— start of Information given —

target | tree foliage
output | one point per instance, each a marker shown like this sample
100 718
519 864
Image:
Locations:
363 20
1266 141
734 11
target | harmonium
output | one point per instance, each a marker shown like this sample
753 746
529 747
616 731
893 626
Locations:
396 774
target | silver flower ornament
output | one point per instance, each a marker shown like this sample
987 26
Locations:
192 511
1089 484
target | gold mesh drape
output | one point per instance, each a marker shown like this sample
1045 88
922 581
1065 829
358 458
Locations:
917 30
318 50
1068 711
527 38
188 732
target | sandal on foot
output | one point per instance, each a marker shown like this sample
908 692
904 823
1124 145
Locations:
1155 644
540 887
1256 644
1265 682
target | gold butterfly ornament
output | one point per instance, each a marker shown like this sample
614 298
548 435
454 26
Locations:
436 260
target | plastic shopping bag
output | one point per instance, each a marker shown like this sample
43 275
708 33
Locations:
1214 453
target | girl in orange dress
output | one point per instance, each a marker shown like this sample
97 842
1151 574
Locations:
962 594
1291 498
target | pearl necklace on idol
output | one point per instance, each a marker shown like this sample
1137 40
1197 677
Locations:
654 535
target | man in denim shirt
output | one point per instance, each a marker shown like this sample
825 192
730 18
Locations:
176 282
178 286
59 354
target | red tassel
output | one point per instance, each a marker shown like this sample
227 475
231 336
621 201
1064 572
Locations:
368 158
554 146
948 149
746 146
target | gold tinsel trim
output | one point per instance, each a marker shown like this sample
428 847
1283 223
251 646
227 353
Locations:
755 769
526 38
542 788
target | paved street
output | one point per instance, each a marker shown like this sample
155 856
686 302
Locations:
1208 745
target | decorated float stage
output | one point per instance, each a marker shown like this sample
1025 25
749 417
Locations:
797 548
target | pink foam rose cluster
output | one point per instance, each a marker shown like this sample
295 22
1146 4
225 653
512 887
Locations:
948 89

— end of Information given —

Task goal:
Write out only the final block of lines, starting at the line with "target | gold tinsel trim" and running to the end of the material.

Task solution:
target | gold tinsel trim
output | one point per instance, each a marker shown like this sample
428 847
1283 223
251 646
227 353
Locations:
755 769
526 38
542 788
target | paved street
output | one point per instance, each a marker shown like this sample
155 856
686 302
Locations:
1208 745
target | decorated float stage
output | one point per instance, each a marker shown like this sample
1025 25
749 417
Locations:
797 548
target | pink foam rose cluster
output | one point per instance, each a marker shown like this sample
295 22
1146 4
225 653
512 887
Locations:
948 89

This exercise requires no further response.